━━━━━ The data
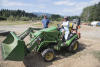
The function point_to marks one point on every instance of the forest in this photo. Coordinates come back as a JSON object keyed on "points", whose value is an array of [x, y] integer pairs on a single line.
{"points": [[91, 13], [16, 15]]}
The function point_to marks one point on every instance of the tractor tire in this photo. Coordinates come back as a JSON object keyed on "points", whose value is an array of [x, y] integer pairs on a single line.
{"points": [[73, 47], [48, 55]]}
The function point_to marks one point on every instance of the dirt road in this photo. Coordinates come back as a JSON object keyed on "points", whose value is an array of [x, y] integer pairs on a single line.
{"points": [[88, 55]]}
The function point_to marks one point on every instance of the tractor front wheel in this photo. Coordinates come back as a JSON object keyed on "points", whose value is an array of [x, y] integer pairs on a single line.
{"points": [[48, 55], [74, 46]]}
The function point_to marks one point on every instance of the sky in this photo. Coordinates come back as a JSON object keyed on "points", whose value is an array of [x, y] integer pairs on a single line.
{"points": [[62, 7]]}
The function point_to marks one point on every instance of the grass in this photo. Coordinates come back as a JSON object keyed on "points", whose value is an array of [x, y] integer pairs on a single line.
{"points": [[13, 22], [97, 54]]}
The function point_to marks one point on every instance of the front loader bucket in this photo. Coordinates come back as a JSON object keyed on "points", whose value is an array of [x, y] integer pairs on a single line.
{"points": [[13, 48]]}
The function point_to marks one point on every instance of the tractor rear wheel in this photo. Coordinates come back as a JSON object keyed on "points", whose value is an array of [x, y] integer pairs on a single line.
{"points": [[48, 55], [74, 46]]}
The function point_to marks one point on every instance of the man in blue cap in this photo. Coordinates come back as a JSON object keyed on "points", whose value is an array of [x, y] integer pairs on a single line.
{"points": [[45, 22]]}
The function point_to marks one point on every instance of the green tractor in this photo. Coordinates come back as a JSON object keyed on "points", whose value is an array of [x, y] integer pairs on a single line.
{"points": [[43, 41]]}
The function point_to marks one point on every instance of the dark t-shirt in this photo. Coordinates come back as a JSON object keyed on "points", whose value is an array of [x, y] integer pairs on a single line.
{"points": [[45, 22]]}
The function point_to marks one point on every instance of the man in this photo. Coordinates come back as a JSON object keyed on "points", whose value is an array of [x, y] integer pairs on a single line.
{"points": [[45, 22], [65, 25]]}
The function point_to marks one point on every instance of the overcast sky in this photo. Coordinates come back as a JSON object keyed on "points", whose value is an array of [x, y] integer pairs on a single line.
{"points": [[62, 7]]}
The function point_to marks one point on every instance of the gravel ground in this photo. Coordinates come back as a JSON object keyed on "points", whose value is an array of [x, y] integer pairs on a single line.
{"points": [[87, 56]]}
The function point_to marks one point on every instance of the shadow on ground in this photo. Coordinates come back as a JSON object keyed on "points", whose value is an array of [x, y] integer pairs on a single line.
{"points": [[35, 60]]}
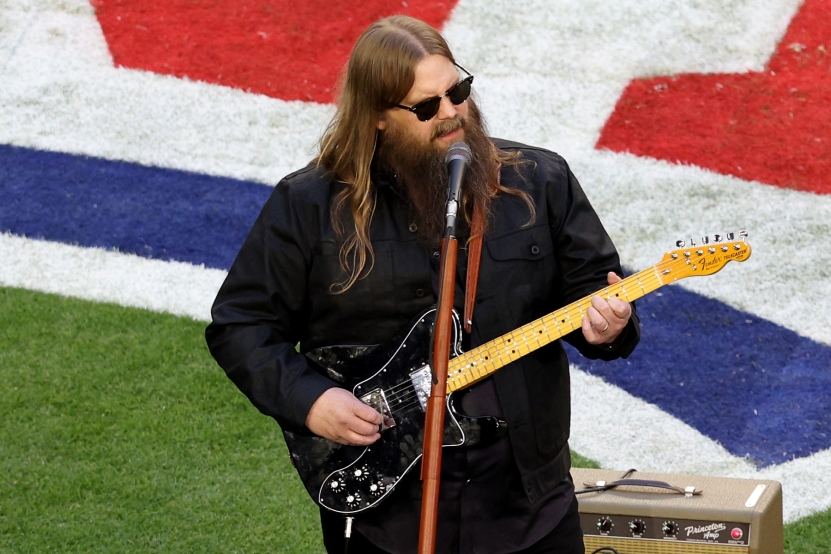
━━━━━━━━━━
* [Exercise objective] When you reach the line that contains "of the shadow", start reproducing, and continue word for word to the end of the records; skip all pictures.

* [Answer to this task]
The function point_to marks one point on every instance of the shadow on ground in this photo. Coordinates come back as a JSON object keyed on "points", whose value is an array of [x, y] integer pairs on a single line.
{"points": [[35, 60]]}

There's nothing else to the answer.